Text passage:
* * * * * * * * *

This is just one tiny example, but I think it gives a bit of insight into just how screwed up the system is, and how it leads to greater expenses in the interest of saving money.
To receive the Medicare Home Health benefit, the person must be a) homebound and b) have a “skilled” nursing or rehabilitation (physical therapy, occupational therapy, speech therapy) need. This need must be, in essence, something that the professional went to school to learn. Everyday medication administration or set up, routine wound care of non-infected wounds, taking vital signs and assisting with bathing, feeding and dressing are not considered “skilled needs”. Performing therapeutic exercises (after the establishment of a routine) are not considered “skilled needs.” And if there is no one else available - no caregiver or family member or friend or church member willing or able to do it - to perform these sorts of services, it doesn’t matter. Still not a skilled need. These are considered “custodial care” and not covered.

* * * * * * * * *

Stored items:
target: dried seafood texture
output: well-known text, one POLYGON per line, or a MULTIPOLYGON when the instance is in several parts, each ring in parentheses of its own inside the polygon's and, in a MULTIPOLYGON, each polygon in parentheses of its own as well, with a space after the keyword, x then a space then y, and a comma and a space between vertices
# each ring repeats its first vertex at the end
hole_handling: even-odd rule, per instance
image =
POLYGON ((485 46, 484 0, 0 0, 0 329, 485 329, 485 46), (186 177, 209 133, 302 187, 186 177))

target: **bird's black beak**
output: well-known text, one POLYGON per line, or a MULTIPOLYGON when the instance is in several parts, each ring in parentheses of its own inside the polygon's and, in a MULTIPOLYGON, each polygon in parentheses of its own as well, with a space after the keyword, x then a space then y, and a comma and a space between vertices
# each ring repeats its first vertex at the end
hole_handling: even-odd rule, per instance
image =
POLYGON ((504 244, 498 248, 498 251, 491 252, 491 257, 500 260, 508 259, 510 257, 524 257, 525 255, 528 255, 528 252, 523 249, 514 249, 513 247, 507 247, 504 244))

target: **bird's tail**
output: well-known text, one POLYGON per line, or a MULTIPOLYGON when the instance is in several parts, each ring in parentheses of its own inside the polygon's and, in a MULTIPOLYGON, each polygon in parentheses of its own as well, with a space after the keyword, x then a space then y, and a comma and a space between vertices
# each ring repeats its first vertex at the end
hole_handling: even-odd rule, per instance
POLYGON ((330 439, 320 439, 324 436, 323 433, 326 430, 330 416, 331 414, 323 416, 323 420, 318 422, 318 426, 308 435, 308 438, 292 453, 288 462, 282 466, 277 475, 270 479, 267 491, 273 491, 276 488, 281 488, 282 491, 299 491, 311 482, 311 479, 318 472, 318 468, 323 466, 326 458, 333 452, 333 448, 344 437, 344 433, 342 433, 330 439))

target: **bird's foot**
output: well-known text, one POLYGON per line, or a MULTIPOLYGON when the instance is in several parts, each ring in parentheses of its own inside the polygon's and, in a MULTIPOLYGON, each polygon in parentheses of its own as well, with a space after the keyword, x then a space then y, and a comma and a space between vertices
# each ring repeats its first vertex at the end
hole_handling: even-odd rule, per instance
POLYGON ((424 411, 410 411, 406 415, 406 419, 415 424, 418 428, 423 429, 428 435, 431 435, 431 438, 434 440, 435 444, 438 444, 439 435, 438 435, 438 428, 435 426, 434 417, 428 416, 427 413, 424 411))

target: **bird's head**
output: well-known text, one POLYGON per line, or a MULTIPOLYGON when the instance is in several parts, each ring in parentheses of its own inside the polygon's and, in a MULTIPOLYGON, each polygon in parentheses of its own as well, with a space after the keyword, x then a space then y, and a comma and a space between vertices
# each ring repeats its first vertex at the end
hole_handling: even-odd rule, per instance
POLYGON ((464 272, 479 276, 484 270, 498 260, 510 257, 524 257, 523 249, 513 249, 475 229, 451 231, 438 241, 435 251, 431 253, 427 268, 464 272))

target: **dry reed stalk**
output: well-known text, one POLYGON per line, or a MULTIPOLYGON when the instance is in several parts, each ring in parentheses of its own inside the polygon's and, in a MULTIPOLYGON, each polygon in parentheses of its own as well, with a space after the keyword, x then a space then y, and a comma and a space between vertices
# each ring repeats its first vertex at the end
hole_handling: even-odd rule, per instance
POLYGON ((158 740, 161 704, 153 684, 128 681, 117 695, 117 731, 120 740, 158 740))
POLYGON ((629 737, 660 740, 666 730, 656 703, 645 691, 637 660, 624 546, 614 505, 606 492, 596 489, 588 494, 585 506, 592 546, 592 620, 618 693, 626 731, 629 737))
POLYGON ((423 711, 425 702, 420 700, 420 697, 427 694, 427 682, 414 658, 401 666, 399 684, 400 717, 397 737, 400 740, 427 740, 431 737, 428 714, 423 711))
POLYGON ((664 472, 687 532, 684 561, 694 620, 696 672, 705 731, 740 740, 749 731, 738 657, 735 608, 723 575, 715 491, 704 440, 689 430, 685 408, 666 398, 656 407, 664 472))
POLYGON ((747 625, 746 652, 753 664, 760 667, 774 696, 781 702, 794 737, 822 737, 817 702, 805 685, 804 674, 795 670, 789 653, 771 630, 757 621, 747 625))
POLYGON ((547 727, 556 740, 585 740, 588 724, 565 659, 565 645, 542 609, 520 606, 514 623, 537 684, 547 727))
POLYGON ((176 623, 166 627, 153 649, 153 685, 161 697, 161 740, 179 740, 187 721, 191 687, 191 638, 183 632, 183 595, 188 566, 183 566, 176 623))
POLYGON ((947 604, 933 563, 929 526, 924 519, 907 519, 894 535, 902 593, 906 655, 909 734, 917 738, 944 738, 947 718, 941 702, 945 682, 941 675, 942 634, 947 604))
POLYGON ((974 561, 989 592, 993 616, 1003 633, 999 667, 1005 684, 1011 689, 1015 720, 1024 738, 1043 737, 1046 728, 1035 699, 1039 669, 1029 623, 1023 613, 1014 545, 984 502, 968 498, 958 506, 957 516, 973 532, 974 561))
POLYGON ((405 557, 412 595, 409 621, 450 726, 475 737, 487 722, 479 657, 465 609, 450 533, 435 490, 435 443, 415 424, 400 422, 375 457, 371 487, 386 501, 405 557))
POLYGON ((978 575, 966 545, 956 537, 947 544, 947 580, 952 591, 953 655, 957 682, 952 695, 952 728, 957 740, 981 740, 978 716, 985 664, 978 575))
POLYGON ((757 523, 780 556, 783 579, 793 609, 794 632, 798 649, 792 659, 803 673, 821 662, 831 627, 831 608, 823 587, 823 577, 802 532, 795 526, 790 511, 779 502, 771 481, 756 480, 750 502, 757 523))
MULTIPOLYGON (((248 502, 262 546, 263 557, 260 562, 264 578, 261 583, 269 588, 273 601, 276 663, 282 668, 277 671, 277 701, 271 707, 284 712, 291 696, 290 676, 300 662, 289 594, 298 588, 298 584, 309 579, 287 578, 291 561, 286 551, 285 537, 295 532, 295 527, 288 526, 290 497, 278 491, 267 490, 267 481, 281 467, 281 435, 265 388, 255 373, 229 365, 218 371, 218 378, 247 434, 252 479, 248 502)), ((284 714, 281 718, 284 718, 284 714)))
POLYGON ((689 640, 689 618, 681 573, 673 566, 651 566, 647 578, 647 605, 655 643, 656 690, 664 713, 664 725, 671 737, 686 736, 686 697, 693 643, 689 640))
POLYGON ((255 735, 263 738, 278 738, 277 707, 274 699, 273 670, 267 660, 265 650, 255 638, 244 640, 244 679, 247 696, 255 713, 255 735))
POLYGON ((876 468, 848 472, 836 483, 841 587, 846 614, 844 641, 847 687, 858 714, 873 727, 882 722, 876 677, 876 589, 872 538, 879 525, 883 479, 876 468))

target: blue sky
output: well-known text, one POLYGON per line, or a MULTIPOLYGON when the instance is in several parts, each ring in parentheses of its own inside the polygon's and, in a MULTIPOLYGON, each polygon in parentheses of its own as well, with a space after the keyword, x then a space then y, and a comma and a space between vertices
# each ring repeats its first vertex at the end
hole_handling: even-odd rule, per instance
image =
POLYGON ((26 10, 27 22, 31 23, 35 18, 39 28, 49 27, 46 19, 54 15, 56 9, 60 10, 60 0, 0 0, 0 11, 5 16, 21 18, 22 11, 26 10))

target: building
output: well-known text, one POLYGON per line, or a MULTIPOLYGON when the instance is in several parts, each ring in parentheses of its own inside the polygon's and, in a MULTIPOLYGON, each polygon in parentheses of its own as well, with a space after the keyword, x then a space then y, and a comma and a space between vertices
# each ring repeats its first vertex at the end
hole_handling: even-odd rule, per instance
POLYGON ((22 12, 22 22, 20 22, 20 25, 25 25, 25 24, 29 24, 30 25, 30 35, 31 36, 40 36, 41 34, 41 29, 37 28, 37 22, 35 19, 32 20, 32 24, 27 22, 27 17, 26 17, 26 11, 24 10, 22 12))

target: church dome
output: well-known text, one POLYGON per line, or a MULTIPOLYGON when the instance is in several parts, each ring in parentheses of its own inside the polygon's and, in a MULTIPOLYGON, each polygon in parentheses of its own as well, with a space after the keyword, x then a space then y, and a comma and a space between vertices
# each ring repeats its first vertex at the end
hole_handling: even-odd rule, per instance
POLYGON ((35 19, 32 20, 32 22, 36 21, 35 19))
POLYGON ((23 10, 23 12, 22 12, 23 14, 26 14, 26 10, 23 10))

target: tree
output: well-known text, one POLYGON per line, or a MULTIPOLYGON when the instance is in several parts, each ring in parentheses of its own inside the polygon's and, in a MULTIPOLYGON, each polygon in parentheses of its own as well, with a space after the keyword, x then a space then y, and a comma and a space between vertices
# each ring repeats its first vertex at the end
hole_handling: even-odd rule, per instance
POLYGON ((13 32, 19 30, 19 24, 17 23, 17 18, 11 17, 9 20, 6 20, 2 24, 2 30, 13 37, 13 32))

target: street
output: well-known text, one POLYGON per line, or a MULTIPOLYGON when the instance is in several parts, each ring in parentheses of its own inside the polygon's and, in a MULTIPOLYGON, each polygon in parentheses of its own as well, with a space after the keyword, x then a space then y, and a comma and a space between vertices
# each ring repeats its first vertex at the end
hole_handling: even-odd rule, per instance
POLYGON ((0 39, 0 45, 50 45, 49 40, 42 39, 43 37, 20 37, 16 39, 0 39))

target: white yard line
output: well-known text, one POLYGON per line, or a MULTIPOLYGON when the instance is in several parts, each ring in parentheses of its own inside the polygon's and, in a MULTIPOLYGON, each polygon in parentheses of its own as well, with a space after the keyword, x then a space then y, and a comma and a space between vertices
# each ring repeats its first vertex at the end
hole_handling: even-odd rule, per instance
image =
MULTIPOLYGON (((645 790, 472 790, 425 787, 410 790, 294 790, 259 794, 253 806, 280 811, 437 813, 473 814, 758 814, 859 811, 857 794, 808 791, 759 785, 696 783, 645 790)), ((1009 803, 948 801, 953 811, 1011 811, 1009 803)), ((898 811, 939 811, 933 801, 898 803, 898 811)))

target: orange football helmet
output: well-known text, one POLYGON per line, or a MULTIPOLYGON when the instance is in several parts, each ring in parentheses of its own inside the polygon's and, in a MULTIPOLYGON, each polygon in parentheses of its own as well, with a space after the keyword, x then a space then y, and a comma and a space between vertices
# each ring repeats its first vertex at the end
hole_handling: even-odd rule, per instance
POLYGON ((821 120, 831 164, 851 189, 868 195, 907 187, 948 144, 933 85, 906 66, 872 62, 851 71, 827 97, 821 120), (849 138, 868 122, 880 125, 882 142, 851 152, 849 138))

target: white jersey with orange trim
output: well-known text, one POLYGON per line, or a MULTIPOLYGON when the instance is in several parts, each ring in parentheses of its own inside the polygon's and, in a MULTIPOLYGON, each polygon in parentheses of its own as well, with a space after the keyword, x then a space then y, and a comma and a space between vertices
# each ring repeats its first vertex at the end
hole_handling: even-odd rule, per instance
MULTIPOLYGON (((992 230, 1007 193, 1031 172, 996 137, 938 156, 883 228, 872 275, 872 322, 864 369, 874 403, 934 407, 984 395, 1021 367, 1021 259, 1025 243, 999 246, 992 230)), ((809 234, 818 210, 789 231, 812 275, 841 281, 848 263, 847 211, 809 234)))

* * * * * * * * *

What to do:
- 1) Summarize the passage on the Medicare Home Health benefit in two sentences.
- 2) Answer these questions using the passage on the Medicare Home Health benefit:
(a) Which three kinds of therapy does it list under rehabilitation?
(b) What term does it use for services that are not skilled needs?
(c) Is performing therapeutic exercises after the establishment of a routine considered a skilled need?
- 3) Repeat the passage on the Medicare Home Health benefit word for word, from "This is just" to "of saving money.".

Answers provided:
- 1) To receive the Medicare Home Health benefit, a person must be homebound and have a "skilled" nursing or rehabilitation need, which is essentially something the professional went to school to learn. Routine services such as everyday medication administration or setup, routine care of non-infected wounds, taking vital signs, and assisting with bathing, feeding, and dressing are considered "custodial care" and are not covered, even when no one else is willing or able to perform them.

- 2)
(a) Physical therapy, occupational therapy, and speech therapy.
(b) Custodial care.
(c) No.

- 3)
This is just one tiny example, but I think it gives a bit of insight into just how screwed up the system is, and how it leads to greater expenses in the interest of saving money.